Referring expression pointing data

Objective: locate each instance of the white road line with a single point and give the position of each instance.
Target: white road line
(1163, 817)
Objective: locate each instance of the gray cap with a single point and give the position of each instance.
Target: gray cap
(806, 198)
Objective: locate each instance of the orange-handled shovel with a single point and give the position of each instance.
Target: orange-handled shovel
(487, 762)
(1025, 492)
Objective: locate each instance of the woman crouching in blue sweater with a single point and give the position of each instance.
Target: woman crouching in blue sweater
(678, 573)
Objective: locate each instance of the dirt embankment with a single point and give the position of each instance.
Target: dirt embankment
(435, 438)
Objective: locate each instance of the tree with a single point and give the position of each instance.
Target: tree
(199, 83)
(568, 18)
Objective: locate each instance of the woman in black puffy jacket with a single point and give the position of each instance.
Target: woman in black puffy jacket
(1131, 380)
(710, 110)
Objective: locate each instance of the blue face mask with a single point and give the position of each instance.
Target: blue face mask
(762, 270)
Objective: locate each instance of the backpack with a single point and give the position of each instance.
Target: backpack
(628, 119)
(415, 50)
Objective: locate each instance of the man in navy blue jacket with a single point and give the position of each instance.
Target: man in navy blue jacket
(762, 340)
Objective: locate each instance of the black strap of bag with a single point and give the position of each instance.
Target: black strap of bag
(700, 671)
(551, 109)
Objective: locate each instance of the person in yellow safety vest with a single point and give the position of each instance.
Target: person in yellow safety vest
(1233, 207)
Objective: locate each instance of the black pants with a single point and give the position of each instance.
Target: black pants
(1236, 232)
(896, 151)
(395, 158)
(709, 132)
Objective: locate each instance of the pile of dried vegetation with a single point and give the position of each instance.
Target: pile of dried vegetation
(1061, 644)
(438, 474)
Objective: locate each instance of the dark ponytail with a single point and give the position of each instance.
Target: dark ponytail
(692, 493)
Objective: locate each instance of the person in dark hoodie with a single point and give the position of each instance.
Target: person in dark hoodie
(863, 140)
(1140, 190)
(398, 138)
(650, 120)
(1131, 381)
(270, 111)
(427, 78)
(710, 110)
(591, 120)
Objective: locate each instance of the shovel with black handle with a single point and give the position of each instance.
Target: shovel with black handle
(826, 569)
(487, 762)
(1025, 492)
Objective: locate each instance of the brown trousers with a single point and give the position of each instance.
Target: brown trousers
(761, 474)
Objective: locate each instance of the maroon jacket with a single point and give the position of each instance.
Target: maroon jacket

Exercise: Note each line of the entries that has "maroon" in it, and copy those lines.

Task answer:
Objective: locate each instance of the maroon jacket with a single point and give the position of each instance.
Target: maroon jacket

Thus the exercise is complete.